Below are records; work out how many of their lines contain the word "cuff" and reply with the number only.

> Data extract
==============================

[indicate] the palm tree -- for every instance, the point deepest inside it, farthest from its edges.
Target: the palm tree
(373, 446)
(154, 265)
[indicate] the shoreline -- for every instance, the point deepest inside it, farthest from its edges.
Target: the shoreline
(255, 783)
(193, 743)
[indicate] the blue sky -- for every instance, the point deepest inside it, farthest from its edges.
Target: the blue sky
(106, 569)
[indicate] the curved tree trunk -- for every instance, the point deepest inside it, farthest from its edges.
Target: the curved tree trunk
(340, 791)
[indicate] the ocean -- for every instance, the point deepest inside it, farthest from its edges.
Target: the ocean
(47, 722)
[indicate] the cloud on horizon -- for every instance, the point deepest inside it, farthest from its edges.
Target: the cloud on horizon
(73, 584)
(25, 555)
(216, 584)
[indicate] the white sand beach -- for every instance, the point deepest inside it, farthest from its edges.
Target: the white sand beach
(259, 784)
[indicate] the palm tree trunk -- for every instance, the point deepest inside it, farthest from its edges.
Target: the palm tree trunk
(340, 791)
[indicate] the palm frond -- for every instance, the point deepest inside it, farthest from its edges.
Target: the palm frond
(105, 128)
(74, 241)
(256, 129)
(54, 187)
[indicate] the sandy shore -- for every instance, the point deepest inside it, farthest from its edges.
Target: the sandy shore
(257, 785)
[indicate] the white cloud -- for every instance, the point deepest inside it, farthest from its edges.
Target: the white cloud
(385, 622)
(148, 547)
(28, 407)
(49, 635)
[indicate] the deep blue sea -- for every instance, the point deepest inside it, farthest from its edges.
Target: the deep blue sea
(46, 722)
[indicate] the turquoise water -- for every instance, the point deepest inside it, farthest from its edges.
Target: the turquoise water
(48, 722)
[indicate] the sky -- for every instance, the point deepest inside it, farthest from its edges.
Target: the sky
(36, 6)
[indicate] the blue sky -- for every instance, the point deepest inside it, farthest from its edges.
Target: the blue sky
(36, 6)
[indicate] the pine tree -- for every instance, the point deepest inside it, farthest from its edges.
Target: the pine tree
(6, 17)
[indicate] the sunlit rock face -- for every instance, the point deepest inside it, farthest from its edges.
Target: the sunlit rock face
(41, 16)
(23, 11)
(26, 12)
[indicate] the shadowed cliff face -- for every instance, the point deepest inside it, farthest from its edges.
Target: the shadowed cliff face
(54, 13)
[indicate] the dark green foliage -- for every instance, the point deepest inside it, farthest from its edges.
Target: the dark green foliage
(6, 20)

==============================

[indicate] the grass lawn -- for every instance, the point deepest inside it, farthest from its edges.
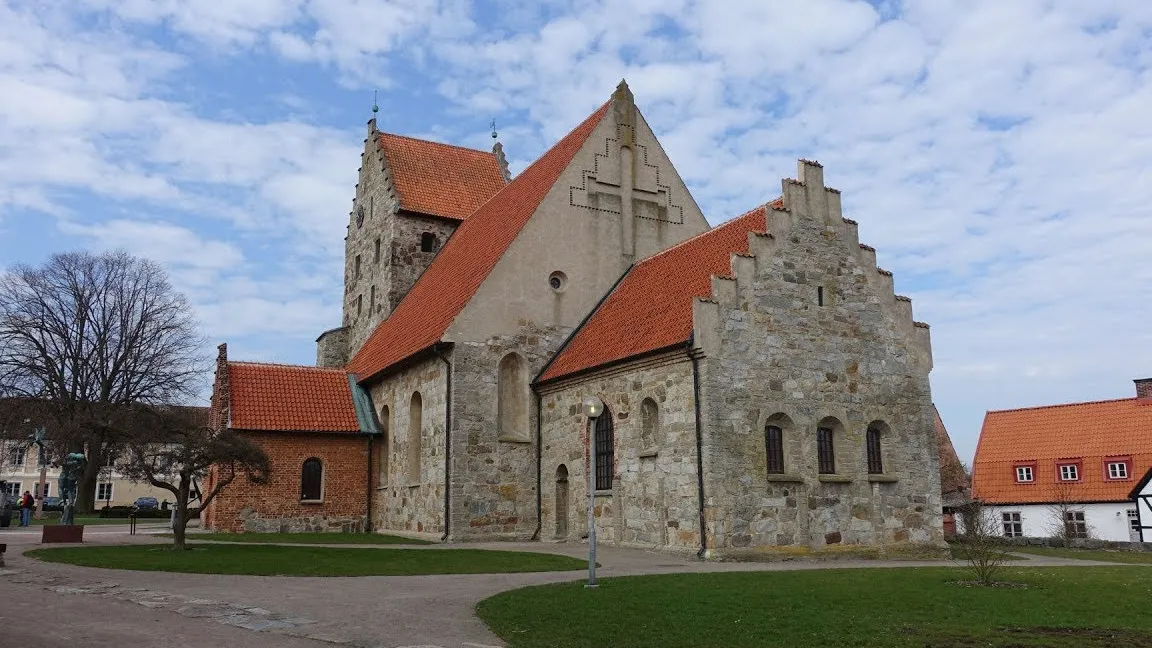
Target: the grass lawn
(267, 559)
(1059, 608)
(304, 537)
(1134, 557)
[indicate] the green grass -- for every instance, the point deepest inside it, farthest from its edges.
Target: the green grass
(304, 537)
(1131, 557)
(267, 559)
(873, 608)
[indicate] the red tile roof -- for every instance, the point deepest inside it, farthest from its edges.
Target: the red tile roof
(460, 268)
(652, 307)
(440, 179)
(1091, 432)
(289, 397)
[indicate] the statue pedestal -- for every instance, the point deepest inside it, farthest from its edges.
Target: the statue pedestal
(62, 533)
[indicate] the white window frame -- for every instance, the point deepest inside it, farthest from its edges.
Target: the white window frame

==============================

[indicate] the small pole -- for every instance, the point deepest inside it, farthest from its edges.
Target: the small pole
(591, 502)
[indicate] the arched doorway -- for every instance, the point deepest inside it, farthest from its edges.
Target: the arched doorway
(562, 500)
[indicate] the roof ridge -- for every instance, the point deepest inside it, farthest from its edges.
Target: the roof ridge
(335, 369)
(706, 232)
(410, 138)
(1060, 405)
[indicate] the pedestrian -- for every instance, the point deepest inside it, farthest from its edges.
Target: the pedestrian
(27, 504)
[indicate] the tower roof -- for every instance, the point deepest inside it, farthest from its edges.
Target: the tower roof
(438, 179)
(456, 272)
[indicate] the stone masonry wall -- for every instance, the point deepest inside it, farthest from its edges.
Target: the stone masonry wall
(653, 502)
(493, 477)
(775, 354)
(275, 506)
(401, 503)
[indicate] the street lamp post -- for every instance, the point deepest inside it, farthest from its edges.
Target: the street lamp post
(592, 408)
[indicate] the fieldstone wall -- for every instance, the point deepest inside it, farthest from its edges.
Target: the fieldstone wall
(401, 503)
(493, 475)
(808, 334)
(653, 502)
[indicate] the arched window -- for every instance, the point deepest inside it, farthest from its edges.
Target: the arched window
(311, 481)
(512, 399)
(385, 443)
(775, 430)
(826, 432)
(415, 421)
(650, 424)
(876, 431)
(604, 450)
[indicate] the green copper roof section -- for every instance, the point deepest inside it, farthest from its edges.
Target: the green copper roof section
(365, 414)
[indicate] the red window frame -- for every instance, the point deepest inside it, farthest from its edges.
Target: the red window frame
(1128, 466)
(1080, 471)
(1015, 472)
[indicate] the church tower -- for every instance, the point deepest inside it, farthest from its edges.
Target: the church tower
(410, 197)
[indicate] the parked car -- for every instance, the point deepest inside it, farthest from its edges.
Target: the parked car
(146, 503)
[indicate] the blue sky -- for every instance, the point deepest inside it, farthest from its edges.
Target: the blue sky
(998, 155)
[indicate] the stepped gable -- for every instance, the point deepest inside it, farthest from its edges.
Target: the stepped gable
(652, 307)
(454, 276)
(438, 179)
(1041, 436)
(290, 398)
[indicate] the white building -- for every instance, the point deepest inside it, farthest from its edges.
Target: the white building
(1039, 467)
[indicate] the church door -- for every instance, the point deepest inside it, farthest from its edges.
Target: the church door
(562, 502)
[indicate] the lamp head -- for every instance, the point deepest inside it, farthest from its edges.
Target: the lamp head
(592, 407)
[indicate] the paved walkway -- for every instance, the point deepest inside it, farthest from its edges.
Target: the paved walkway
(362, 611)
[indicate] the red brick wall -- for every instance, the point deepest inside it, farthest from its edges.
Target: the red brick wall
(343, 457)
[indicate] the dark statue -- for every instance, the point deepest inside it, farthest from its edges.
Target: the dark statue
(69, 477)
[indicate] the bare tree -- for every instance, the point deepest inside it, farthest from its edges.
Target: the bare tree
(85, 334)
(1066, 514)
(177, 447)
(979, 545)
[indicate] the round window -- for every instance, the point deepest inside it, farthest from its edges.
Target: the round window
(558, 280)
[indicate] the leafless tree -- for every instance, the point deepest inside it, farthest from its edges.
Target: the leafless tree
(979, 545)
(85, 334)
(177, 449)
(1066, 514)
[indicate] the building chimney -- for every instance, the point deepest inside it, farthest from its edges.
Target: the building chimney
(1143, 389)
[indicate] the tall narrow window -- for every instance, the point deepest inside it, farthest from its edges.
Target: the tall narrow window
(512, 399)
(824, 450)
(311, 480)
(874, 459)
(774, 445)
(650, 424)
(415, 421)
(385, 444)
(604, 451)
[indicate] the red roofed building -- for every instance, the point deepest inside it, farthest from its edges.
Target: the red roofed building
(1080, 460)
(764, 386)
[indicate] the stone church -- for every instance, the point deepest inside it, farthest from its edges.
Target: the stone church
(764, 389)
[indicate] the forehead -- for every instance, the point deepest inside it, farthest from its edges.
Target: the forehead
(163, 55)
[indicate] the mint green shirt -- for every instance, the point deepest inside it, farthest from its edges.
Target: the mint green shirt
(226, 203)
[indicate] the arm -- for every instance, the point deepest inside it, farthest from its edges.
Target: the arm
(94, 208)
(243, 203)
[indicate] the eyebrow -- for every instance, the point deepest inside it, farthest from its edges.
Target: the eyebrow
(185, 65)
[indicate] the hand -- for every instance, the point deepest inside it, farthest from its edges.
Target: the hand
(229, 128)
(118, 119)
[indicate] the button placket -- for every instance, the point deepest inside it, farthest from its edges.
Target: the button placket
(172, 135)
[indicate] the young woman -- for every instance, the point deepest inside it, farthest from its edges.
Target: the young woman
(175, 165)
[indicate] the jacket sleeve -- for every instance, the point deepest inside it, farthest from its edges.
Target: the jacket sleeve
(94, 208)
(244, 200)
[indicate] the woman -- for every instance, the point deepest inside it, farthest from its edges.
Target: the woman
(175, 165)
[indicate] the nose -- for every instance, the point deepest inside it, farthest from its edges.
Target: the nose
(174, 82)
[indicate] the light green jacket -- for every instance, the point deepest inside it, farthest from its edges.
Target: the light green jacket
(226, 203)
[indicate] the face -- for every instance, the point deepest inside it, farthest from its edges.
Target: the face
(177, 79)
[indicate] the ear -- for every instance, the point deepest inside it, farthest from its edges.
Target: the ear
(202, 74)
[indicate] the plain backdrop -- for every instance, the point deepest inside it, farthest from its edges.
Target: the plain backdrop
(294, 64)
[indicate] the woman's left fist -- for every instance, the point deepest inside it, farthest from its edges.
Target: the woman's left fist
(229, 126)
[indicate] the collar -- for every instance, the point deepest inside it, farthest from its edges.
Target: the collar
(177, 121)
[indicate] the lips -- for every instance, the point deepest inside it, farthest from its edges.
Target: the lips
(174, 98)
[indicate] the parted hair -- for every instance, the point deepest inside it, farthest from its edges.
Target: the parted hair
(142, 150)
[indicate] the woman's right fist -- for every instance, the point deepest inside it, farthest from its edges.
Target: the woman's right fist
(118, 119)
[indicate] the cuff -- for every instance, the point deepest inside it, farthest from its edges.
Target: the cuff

==============================

> Written response
2